=== What you are asked to do ===
Gather every line of the records below that contains the word "bare", and copy each one in full.

*****

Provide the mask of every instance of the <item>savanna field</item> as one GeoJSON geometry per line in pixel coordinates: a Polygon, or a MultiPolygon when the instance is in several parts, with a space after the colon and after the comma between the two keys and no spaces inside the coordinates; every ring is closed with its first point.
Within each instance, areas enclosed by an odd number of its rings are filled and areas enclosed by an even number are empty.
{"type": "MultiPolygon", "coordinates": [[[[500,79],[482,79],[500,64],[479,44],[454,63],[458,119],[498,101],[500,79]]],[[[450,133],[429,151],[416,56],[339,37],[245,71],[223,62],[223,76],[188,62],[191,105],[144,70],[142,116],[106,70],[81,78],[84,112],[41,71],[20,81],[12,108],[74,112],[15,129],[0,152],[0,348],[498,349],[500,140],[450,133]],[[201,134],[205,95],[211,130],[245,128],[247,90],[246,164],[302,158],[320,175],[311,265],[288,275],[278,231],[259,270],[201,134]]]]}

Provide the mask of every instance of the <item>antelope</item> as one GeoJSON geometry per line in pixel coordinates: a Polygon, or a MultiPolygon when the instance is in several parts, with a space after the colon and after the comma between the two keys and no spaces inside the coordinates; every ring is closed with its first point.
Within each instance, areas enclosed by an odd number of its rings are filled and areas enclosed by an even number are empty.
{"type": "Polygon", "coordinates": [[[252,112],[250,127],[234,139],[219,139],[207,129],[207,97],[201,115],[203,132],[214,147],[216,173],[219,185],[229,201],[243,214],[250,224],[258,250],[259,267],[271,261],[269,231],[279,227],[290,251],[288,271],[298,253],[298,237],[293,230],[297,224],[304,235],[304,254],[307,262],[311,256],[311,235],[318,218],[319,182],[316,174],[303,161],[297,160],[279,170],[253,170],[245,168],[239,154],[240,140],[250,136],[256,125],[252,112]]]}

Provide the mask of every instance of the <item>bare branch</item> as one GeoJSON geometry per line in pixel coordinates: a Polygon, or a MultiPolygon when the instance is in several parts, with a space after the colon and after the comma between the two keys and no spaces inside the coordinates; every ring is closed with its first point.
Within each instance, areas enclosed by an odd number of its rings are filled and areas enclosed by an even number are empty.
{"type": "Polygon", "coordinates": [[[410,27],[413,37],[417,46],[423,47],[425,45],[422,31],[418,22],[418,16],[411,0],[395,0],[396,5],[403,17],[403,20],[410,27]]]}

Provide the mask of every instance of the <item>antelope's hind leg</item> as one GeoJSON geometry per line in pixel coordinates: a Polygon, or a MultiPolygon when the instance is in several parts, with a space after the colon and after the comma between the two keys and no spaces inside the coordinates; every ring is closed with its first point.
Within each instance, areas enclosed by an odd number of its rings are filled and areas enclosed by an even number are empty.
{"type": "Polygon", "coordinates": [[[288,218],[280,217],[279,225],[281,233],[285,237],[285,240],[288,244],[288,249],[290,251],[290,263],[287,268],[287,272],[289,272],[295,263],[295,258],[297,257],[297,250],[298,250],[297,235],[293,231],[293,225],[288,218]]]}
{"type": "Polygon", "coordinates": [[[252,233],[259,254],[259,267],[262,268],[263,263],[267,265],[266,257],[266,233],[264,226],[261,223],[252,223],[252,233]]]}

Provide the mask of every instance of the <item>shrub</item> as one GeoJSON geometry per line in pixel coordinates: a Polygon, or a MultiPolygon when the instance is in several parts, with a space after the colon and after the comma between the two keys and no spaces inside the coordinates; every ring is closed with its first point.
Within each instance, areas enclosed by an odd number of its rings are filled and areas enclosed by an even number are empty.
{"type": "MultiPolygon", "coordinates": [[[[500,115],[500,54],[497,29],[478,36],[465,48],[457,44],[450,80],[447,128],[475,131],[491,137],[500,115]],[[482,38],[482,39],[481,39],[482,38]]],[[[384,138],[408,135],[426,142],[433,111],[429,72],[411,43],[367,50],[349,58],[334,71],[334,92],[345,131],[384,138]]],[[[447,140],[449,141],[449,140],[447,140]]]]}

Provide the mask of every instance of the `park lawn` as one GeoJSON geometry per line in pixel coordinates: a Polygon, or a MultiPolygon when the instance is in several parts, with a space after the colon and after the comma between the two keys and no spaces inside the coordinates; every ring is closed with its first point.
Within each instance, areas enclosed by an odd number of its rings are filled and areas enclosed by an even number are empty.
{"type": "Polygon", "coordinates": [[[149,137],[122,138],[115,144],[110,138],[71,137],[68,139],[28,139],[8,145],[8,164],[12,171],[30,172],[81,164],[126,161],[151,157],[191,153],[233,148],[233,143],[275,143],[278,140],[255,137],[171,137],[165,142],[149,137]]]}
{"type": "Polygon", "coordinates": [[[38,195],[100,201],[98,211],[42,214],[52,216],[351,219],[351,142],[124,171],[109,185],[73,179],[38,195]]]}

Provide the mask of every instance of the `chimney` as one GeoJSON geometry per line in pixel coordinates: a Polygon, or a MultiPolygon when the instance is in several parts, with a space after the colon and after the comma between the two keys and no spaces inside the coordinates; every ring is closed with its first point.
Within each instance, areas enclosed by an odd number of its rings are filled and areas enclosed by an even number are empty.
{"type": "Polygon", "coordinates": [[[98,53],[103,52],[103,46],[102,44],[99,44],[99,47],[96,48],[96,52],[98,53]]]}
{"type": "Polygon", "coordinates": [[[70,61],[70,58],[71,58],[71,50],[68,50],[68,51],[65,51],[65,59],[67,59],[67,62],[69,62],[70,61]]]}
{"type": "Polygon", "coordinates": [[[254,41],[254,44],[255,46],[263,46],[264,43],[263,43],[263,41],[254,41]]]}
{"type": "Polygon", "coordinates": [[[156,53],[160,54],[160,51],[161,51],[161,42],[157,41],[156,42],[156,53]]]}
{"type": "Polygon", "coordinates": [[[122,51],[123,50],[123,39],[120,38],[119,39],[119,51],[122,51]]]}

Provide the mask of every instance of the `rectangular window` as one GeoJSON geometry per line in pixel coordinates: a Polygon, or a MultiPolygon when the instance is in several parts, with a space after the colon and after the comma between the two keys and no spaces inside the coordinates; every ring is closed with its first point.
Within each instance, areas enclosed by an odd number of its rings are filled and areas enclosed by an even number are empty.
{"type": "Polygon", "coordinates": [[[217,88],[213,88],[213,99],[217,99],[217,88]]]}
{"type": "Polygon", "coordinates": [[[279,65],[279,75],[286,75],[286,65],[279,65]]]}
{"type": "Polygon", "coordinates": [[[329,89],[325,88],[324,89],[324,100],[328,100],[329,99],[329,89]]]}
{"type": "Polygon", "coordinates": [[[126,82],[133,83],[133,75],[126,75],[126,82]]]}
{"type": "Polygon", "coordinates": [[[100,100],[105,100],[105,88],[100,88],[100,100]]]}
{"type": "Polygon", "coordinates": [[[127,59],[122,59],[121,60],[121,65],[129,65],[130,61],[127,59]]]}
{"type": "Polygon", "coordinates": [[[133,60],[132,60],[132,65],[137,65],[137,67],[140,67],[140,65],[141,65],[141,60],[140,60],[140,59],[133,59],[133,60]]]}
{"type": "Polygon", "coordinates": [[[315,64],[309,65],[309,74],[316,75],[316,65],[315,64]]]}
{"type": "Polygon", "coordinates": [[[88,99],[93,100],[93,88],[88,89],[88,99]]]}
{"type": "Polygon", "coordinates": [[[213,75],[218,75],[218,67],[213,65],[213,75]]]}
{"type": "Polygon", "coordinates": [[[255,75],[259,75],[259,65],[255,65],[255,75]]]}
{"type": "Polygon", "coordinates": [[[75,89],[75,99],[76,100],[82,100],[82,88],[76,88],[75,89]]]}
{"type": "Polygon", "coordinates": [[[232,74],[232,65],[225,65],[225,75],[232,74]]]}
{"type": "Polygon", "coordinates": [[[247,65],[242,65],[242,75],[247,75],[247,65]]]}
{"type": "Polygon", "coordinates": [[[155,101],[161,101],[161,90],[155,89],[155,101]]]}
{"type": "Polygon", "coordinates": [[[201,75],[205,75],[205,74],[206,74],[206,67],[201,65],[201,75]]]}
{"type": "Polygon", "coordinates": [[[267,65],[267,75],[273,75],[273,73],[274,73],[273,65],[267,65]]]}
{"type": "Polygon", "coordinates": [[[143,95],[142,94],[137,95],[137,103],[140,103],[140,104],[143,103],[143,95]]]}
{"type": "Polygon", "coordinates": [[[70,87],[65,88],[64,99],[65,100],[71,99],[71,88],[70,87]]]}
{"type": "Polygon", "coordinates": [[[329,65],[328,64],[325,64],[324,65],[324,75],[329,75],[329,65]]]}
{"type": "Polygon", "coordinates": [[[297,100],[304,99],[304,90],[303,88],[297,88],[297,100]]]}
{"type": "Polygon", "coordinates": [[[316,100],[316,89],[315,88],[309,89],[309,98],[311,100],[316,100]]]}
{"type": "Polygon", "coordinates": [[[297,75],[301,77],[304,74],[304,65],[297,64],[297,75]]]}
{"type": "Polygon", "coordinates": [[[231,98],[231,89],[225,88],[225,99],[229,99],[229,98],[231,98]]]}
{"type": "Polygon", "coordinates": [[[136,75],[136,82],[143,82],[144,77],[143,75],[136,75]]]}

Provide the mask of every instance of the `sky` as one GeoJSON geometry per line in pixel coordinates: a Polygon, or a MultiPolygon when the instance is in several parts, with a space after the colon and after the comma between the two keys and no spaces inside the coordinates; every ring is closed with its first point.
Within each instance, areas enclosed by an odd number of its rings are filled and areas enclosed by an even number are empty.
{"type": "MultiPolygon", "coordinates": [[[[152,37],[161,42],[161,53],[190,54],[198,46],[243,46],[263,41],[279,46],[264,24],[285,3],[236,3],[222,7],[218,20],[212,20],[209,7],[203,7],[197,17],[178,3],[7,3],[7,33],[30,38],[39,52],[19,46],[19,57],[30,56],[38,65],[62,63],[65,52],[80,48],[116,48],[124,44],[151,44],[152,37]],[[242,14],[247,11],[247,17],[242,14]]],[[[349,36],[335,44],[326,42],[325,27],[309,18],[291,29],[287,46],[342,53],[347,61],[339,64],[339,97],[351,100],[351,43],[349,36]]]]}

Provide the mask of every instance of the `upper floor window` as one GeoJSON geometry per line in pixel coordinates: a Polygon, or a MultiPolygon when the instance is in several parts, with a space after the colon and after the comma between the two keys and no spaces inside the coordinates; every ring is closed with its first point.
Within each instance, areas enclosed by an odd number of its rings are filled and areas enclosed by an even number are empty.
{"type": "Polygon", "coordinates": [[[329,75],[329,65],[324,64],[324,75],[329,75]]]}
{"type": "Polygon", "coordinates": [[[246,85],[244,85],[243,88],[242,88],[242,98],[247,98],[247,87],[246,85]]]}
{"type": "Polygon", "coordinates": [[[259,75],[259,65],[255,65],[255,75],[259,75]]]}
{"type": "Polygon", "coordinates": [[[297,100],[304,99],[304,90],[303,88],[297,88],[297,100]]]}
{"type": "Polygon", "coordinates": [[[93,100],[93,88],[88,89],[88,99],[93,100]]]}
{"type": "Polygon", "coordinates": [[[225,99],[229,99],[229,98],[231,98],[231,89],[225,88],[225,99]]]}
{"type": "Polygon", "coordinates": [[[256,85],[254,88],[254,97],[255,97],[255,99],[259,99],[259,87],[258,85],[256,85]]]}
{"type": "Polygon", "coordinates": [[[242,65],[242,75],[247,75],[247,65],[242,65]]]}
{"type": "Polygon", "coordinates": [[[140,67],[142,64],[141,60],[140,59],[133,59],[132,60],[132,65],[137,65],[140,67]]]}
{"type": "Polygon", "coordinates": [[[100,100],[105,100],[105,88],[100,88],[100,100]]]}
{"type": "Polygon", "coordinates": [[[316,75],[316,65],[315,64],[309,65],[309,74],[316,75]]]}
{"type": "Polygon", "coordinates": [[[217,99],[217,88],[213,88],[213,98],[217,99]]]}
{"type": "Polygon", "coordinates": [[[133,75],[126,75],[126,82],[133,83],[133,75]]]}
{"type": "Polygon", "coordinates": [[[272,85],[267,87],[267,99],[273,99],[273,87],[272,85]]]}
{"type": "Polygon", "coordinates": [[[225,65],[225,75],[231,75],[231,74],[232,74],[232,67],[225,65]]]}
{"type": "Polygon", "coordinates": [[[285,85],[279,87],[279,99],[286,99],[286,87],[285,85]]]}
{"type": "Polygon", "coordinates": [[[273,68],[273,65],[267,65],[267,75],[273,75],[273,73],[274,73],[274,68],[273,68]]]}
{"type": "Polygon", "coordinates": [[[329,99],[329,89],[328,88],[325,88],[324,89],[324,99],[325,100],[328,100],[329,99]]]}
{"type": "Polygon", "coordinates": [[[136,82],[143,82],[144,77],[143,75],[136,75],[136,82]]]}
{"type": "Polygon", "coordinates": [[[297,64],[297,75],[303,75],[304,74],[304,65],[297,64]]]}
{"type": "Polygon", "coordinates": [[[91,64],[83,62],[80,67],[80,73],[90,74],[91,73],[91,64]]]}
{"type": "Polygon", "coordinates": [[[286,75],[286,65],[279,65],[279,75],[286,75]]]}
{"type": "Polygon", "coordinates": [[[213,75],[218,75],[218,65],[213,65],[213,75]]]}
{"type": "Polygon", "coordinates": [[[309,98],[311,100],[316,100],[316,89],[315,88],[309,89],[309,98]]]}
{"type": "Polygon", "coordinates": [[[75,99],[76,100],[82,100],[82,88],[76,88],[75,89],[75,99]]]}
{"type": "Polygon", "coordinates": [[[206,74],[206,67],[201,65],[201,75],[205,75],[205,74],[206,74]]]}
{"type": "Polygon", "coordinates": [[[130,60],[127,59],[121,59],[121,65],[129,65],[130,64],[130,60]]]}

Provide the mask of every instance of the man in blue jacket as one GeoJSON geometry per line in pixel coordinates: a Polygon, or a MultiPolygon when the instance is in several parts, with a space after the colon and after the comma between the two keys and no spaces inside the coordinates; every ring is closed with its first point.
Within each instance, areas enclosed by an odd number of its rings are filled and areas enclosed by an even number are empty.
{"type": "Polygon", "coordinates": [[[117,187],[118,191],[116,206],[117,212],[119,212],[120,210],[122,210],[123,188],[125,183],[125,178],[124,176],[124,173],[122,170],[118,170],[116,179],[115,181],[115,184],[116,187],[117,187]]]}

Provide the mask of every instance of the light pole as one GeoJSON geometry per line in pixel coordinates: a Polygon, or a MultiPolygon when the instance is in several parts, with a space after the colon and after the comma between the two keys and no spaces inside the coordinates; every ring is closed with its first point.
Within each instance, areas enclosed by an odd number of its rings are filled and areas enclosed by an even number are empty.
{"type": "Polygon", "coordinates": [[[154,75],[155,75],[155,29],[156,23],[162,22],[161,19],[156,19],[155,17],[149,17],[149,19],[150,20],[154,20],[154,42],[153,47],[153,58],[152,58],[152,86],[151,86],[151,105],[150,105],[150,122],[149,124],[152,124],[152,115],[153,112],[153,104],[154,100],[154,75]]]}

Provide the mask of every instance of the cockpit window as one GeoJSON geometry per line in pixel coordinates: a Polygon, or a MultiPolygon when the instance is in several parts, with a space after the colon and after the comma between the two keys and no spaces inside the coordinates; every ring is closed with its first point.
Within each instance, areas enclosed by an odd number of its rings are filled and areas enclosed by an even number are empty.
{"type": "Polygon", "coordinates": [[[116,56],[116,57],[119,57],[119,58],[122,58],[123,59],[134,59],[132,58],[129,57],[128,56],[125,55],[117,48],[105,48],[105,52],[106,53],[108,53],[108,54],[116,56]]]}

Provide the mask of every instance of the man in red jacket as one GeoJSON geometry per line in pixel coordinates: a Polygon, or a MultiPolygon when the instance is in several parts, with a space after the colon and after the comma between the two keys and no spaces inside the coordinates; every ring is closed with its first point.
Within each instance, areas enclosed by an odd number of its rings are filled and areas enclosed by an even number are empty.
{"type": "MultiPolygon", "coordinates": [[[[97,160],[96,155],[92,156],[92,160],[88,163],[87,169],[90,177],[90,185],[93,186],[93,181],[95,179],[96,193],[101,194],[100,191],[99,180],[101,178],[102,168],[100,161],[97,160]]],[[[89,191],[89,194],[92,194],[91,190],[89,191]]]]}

*****

=== Reply to the task ===
Provide the mask of every instance of the <item>bare branch</item> as one GeoJSON geometry per line in pixel coordinates: a Polygon, or a MultiPolygon when the instance is in several parts, with a space after the colon and after the comma between the two keys and no spaces inside the coordinates; every ring is closed with its first point.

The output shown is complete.